■ TRABALHO SOLICITADO ■
1 > Imprima, sem nenhuma alteração, a parte do texto sobre o romance Iracema entre "Analuz 12/07/2020" e "para nossos protagonistas.", inclusive.
2 > Escreva o que vem a seguir no texto sobre o romance Iracema, começando logo após a última frase apresentada.

■ TRECHO FORNECIDO ■

Analuz 12/07/2020
"Iracema" é, além de um livro clássico, um romance histórico. A obra remonta a fundação do estado do Ceará através da paixão de Martim (primeiro colonizador português da região) com a indígena Iracema, que de acordo com o autor, significa "lábios de mel" (mas que muitos estudiosos apontam ser, na verdade um anagrama para a palavra "América", já que o livro inteiro entrega uma representação da colonização portuguesa no Brasil).
Sendo um dos mais famosos autores do romantismo brasileiro, especialmente em sua fase indianista, José de Alencar traz aqui uma visão idealizada das relações entre europeus e nativos, ignorando a predominância violenta do "homem branco", que trouxe o genocídio indígena em suas caravelas. Cearense, Alencar não poupou referência às paisagens naturais brasileiras. Aqui, este cenário é plano de fundo para nossos protagonistas.
Iracema é uma índia tabajara, uma tribo que, no período em questão, era amiga dos invasores franceses; enquanto que Martim, sendo um português, está associado à tribo dos Pitiguaras, que por sua vez, era inimiga da primeira tribo.
A história começa no determinado dia em que Iracema, ao ser pega de surpresa por um Martim perdido na mata, ataca-o instintivamente, antes mesmo de perceber que o jovem não lhe oferecia real perigo. Arrependida, a garota descrita com uma delicadeza arrebatadora, leva-o para curar seu ferimento à cabana de seu pai, o pajé da tribo dos tabajaras. Muito hospitaleiro, o pajé Araquem cede sua cabana ao rapaz, assim como todos os confortos possíveis, incluindo as mulheres da tribo, à exceção especial de Iracema, pois esta é guardiã do segredo de Jurema (planta com propriedades alucinógenas, cujo composto é utilizado em rituais pelos guerreiros) e, sendo escolhida por Tupã para esta finalidade, deve se manter virgem.

■ DADOS FORNECIDOS ■
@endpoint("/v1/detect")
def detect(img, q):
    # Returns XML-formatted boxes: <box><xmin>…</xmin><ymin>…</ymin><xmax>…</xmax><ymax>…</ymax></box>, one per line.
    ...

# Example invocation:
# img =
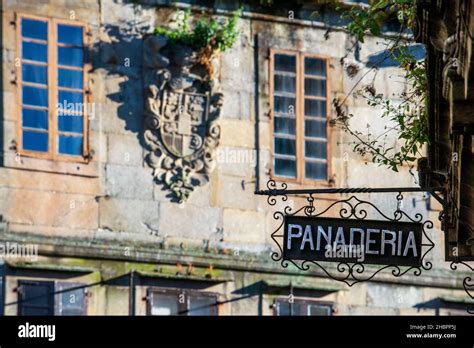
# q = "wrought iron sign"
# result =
<box><xmin>255</xmin><ymin>180</ymin><xmax>474</xmax><ymax>314</ymax></box>
<box><xmin>144</xmin><ymin>36</ymin><xmax>223</xmax><ymax>202</ymax></box>
<box><xmin>255</xmin><ymin>180</ymin><xmax>444</xmax><ymax>286</ymax></box>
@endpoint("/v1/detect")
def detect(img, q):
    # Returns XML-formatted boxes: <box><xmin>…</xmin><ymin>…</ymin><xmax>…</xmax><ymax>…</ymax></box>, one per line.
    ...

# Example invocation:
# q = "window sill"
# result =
<box><xmin>3</xmin><ymin>153</ymin><xmax>100</xmax><ymax>177</ymax></box>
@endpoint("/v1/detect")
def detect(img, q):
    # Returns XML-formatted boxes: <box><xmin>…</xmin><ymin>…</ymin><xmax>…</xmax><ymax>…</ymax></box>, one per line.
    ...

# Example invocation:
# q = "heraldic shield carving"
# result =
<box><xmin>144</xmin><ymin>36</ymin><xmax>223</xmax><ymax>202</ymax></box>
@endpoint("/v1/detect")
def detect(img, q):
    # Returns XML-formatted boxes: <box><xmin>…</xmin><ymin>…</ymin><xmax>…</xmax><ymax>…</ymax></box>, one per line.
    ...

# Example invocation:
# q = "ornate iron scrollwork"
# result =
<box><xmin>266</xmin><ymin>180</ymin><xmax>434</xmax><ymax>286</ymax></box>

■ RESPOSTAS A SEGUIR ■
1 >
Analuz 12/07/2020
"Iracema" é, além de um livro clássico, um romance histórico. A obra remonta a fundação do estado do Ceará através da paixão de Martim (primeiro colonizador português da região) com a indígena Iracema, que de acordo com o autor, significa "lábios de mel" (mas que muitos estudiosos apontam ser, na verdade um anagrama para a palavra "América", já que o livro inteiro entrega uma representação da colonização portuguesa no Brasil).
Sendo um dos mais famosos autores do romantismo brasileiro, especialmente em sua fase indianista, José de Alencar traz aqui uma visão idealizada das relações entre europeus e nativos, ignorando a predominância violenta do "homem branco", que trouxe o genocídio indígena em suas caravelas. Cearense, Alencar não poupou referência às paisagens naturais brasileiras. Aqui, este cenário é plano de fundo para nossos protagonistas.

2 >
É interessante ver a representação dos modelos do romantismo europeu aqui. Iracema não é uma jovem cristã, e nem teria como o ser, já que estamos tratando de uma história que aborda os primeiros contatos entre europeus e nativos. Ainda assim, existe o apelo à castidade da protagonista, à qual o autor recorre a motivos indígenas para trabalhar em cima.
É claro que os pombinhos se apaixonam, mesmo Martim já tendo uma noiva que o espera em solo lusitano. Assim, nasce uma tentação entre os dois: o amor proibido da jovem virgem indígena com o valente português que está comprometido.
Ao perceber o interesse recíproco de ambos, o chefe guerreiro Irapuã decide se vingar de Martim, já que ele mesmo é apaixonado por Iracema. Então, com a ajuda de seu pai e de seu irmão Caubi, Iracema planeja escoltar Martim para que ele encontre seu grande amigo Poti, o guerreiro da tribo rival à qual ele está associado. Mas em meio a tudo isso, a tensão sexual e o amor proibido entre os protagonistas ficam cada vez mais fortes. Será que ambos resistirão às tentações?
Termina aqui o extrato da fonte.